The impact of such negative exposure can include:
 Damaged corporate reputations and brand devaluation,
 lower employee moral,
 consumer boycotts,
 loss of market share,
 negative perceptions on behalf of investors,
 legal action and
 fines and in some jurisdictions jail terms for directors.

According to Transparency International (TI), which investigates business corruption across the globe and corruption were partly to blame for the recent global economic crisis of 2007–2008. The conditions cited included: serious lapses in corporate due diligence, governance and integrity;  poor transparency and accountability and inadequate corporate integrity systems. The worldwide recession has furthered the public's demand for businesses to behave responsibly.

More stringent legal requirements
Stricter legal frameworks have made it easier to prosecute transgressors and new international initiatives are helping countries to work in collaboration to deter poor business ethics.

The OECD Anti-Bribery Convention (officially OECD Convention on Combating Bribery of Foreign Public Officials in International Business Transactions) is a convention of the OECD, ratified by 41 countries and aimed at reducing corruption in developing countries by encouraging sanctions against bribery in international business transactions carried out by companies based in member countries. Countries that have signed the Convention are required to put in place legislation that criminalizes the act of bribing a foreign public official. Much of the legislation passed by member countries have international reach.

**DATA EXTRACT:**
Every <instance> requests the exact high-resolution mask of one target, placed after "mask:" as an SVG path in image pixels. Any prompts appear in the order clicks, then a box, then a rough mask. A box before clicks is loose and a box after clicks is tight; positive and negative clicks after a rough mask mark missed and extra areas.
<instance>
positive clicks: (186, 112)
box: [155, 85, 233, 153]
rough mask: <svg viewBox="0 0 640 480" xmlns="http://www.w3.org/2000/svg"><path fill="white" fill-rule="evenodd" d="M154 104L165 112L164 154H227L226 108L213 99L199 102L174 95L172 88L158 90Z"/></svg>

--

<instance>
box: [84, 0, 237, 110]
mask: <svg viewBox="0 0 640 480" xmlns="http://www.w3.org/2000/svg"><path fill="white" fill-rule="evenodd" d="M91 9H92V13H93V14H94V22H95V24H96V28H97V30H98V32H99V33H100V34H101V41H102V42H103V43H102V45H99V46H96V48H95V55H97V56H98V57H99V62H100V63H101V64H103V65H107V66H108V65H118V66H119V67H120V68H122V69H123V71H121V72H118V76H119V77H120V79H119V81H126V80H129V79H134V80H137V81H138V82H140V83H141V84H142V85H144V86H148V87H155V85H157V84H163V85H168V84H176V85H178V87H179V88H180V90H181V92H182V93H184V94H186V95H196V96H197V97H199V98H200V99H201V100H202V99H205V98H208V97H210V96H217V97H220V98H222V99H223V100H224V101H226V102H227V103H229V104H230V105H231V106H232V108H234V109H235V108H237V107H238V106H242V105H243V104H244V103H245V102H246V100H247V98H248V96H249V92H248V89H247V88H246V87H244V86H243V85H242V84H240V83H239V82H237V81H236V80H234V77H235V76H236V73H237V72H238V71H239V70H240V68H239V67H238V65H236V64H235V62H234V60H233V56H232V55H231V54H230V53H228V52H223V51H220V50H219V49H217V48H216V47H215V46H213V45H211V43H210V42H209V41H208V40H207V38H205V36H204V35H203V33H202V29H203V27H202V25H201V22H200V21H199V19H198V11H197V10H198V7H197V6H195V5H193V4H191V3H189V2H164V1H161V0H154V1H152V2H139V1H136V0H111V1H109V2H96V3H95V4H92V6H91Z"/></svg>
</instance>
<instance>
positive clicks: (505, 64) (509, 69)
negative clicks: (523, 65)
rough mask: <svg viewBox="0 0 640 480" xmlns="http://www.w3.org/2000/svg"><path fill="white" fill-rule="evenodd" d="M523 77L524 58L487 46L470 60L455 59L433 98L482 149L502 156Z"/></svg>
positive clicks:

==

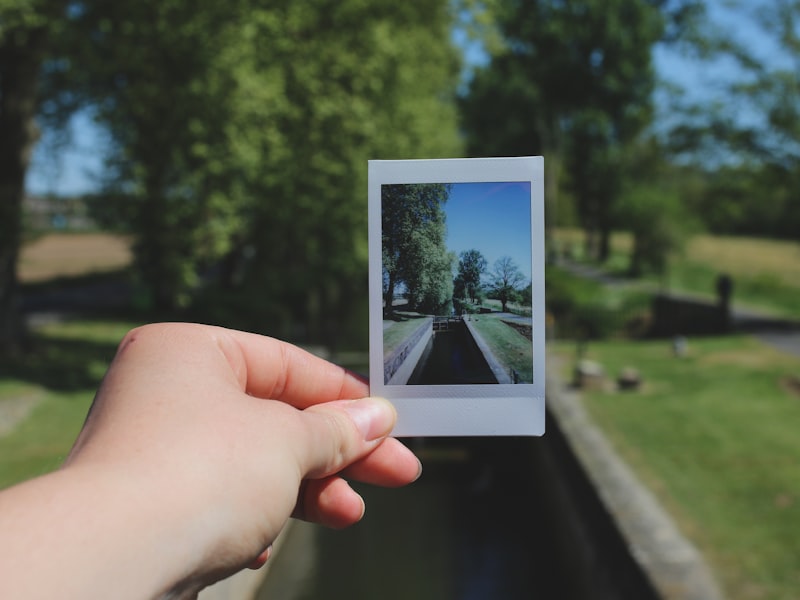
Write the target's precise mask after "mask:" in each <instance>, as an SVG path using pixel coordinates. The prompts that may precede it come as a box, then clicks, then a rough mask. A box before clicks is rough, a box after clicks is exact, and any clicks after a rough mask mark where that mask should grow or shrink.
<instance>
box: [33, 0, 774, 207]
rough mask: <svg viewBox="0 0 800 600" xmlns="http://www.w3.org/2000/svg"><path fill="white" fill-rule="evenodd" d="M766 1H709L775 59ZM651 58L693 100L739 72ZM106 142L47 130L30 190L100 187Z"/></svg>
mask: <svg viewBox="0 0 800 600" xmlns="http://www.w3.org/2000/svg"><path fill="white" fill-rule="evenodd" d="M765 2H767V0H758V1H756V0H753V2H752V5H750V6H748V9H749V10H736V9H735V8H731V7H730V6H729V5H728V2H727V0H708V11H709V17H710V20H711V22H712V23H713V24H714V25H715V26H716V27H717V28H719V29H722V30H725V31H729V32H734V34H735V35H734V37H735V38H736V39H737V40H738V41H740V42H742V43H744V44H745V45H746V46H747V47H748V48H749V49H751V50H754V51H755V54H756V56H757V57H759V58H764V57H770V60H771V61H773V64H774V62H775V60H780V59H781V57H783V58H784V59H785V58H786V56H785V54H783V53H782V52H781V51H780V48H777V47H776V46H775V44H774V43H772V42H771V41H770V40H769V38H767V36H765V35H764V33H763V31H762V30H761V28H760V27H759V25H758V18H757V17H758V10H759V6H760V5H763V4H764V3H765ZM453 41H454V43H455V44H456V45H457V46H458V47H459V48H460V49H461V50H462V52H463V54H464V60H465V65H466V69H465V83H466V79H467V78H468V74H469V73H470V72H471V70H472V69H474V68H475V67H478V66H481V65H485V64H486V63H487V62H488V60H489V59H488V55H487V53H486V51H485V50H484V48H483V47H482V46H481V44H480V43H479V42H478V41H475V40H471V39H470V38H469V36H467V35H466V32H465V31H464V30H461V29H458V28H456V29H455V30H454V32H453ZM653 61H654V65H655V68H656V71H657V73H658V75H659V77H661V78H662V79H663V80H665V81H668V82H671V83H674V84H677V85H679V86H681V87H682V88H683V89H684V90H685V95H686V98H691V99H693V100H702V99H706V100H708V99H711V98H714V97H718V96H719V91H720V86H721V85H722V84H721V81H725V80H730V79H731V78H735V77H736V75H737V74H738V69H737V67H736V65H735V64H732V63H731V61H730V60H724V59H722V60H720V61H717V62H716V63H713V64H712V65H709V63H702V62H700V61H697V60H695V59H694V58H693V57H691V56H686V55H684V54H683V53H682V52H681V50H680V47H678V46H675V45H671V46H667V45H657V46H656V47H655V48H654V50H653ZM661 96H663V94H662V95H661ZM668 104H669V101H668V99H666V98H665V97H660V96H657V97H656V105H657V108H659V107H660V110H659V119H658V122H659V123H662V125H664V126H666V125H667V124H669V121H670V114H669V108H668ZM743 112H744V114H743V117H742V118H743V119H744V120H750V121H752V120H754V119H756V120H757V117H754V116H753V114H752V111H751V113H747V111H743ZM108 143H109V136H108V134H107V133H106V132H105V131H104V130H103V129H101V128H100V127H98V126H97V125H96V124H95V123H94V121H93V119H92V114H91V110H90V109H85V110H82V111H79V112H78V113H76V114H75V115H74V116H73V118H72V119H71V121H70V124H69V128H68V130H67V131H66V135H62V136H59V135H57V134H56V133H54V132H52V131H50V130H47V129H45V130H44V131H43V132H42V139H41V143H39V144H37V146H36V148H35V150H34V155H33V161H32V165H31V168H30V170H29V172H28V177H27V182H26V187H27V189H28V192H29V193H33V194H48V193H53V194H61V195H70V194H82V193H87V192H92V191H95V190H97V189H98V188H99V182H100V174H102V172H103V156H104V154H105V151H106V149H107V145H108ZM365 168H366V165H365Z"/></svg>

**DIRECTIVE 1:** According to the business ethics text, how many countries have ratified the OECD Anti-Bribery Convention?
**DIRECTIVE 2:** In the business ethics text, substitute "charge" for "prosecute" and write out everything from "More stringent legal" down to "poor business ethics.".
**DIRECTIVE 3:** Pick up the business ethics text after its final sentence and keep writing.
These records come from a separate source, not from the business ethics text.

**OUTPUT 1:** 41 countries.

**OUTPUT 2:**
More stringent legal requirements
Stricter legal frameworks have made it easier to charge transgressors and new international initiatives are helping countries to work in collaboration to deter poor business ethics.

**OUTPUT 3:**
One such example is the Bribery Act 2010 which was enacted into law on 8 April and defines three discrete criminal offences: offering or paying a bribe; requesting or receiving a bribe; bribing a foreign public official.  (A specific offence required to comply with the OECD Convention mentioned above); and a new corporate offence of failing to prevent bribery being undertaken on its behalf. The Act applies to British companies, partnerships, citizens, and individuals ordinarily resident in the UK, regardless of where the relevant act occurs. They also apply to non-British nationals, companies, and partnerships if an act or omission forming part of the offence takes place within the UK.

The Foreign Corrupt Practices Act of 1977(FCPA)(15 U.S.C. §§ 78dd-1, et seq.) is a United States federal law with international reach which also targets unethical behavior. The Act is known primarily for two of its main provisions: one that addresses accounting transparency requirements under the Securities Exchange Act of 1934(SEC); and, another concerning bribery of foreign officials. The FCPA applies to individuals and businesses with securities registered in the United States or a principal place of business in the United States. While this Act has been in existence for quite some time, the SEC and the DOJ have recently increased their enforcement efforts.

A well-known example of a company prosecuted under the FCPA is German car maker, Daimler, which agreed to pay US$185 million in fines to the US government over alleged bribes paid to secure contracts abroad. BAE Systems PLC, a UK-based defense contractor also agreed to pay a US$400 million fine in FCPA related enforcement action. There are numerous other examples. In existence for around 40 years now, the FCPA is a very powerful tool in the hands of US DOJ and SEC which they use as a weapon of recovery of billions of dollars from foreign corporations worldwide over which US authorities have little jurisdiction.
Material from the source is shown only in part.